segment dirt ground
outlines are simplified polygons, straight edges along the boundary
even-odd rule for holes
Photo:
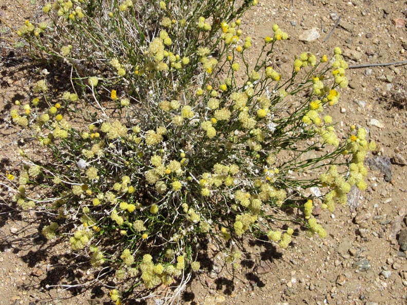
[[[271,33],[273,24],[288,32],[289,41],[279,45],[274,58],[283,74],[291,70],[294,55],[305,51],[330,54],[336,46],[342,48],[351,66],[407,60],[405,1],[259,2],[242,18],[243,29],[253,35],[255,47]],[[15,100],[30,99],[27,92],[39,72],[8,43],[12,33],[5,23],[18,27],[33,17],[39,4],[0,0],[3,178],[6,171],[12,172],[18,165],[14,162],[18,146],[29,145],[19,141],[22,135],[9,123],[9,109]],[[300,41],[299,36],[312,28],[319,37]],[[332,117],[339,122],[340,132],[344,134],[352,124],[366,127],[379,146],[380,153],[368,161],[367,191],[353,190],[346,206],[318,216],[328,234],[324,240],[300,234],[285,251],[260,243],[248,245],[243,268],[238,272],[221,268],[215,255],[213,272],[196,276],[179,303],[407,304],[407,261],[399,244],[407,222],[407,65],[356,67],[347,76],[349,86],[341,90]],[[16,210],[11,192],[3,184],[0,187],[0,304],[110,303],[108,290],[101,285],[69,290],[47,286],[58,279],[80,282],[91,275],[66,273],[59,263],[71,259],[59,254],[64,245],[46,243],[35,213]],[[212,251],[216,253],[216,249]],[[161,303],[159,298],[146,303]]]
= = = = =
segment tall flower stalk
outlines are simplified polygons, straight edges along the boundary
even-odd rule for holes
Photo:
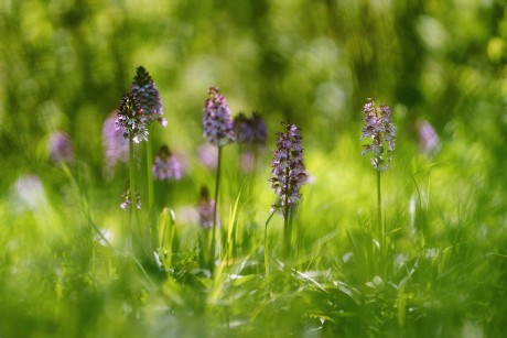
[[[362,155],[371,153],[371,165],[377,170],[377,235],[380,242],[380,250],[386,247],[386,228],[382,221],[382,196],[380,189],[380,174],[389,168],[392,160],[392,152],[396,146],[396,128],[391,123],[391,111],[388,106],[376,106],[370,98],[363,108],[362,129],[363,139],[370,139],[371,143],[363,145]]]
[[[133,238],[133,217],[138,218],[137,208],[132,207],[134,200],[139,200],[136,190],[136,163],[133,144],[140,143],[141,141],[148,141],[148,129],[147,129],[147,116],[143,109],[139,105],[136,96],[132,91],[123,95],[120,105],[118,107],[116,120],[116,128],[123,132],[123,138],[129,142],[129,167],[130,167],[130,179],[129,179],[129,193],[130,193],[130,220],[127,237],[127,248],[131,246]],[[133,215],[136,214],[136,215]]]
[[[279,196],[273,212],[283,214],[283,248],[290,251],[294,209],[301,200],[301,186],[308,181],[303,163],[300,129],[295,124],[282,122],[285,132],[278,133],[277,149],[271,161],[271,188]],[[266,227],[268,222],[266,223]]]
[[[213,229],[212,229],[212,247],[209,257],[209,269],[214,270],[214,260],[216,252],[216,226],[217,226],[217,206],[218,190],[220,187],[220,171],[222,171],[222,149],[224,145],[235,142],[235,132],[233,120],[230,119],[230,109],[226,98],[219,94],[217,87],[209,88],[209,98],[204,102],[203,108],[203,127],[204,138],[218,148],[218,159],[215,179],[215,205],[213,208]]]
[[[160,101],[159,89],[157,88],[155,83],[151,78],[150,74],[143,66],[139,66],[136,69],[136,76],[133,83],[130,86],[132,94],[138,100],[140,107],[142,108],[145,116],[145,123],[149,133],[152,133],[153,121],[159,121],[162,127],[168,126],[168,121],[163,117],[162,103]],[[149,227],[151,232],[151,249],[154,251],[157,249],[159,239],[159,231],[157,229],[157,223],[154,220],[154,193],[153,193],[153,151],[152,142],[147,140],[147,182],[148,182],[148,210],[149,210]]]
= = = = =
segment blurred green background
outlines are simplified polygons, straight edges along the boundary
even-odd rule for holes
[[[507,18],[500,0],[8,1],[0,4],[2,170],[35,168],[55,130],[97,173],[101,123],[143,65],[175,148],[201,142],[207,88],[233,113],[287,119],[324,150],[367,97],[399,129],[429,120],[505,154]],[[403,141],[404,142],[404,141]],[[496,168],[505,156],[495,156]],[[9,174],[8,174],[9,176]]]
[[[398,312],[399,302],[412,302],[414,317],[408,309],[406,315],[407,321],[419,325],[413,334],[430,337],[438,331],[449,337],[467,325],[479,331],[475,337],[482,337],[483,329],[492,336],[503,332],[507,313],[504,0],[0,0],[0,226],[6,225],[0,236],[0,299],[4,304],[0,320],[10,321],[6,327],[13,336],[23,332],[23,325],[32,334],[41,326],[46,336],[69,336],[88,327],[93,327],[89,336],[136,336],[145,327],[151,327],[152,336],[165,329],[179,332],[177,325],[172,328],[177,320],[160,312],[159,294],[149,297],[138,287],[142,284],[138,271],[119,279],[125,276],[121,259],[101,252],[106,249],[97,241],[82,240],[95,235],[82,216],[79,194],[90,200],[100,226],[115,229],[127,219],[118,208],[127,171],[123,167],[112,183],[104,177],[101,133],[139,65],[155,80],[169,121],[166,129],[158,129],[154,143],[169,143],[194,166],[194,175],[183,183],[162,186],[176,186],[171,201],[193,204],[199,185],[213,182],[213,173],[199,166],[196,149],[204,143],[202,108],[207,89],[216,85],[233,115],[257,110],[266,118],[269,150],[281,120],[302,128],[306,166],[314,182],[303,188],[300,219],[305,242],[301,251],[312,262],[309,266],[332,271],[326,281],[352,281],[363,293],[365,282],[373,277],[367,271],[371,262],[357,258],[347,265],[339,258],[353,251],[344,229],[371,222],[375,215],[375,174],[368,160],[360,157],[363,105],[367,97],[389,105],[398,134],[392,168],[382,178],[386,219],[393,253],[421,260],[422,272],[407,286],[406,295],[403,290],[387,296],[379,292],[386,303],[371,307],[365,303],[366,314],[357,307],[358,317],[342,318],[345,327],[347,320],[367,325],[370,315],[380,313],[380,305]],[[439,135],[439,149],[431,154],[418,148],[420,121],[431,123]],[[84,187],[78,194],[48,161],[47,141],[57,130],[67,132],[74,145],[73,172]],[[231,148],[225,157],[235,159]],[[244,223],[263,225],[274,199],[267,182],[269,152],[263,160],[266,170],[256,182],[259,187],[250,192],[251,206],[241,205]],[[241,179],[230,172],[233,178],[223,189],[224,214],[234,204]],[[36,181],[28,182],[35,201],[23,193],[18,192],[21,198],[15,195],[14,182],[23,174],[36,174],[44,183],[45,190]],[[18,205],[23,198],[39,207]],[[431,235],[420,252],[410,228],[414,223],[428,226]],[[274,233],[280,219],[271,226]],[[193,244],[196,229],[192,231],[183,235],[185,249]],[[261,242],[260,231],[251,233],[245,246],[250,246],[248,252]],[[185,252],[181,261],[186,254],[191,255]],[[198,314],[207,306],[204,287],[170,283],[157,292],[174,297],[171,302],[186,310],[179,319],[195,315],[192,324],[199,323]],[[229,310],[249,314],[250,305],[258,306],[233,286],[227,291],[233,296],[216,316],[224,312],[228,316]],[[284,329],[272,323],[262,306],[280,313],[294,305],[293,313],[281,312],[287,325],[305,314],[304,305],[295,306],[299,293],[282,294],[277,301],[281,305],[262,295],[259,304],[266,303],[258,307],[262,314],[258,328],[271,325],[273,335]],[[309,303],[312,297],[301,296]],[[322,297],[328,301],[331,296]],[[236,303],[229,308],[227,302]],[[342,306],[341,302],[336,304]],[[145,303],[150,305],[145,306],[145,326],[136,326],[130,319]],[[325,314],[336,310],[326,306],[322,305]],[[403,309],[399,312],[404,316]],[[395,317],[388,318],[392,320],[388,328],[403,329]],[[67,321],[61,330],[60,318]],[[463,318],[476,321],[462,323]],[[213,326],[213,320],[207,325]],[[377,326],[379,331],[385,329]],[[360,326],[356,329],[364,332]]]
= = = = =
> [YOUR GOAL]:
Report each line of the records that contains the string "segment".

> [FULL ANSWER]:
segment dirt ground
segment tall flower stalk
segment blurred green background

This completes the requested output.